▶ _Problem description_
List every line of the data below that contains the string "pony", treating case as significant.

Data for bounding box labeling:
==========

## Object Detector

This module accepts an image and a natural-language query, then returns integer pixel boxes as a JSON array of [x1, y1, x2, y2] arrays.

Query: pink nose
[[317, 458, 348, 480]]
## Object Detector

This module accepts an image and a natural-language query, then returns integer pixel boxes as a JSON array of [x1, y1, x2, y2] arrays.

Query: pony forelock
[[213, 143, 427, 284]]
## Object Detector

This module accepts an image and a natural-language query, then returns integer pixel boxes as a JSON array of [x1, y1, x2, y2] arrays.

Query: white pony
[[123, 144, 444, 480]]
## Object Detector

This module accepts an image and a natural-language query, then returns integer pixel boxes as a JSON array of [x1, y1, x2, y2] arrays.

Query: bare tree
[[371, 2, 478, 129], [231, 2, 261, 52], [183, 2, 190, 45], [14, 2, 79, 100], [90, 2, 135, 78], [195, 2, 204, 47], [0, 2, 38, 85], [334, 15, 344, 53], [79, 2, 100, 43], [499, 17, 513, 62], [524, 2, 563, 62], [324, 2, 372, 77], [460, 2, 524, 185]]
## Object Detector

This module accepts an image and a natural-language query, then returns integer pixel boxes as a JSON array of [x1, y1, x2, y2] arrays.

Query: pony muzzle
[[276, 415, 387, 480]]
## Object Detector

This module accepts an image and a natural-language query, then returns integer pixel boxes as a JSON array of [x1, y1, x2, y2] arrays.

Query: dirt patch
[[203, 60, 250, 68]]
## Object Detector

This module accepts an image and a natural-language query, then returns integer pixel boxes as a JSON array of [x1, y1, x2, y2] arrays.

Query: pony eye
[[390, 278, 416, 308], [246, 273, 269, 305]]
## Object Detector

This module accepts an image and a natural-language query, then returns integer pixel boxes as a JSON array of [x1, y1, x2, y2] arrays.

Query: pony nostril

==========

▶ _Task response_
Query: pony forelock
Query: white pony
Query: pony muzzle
Query: pony eye
Query: pony nostril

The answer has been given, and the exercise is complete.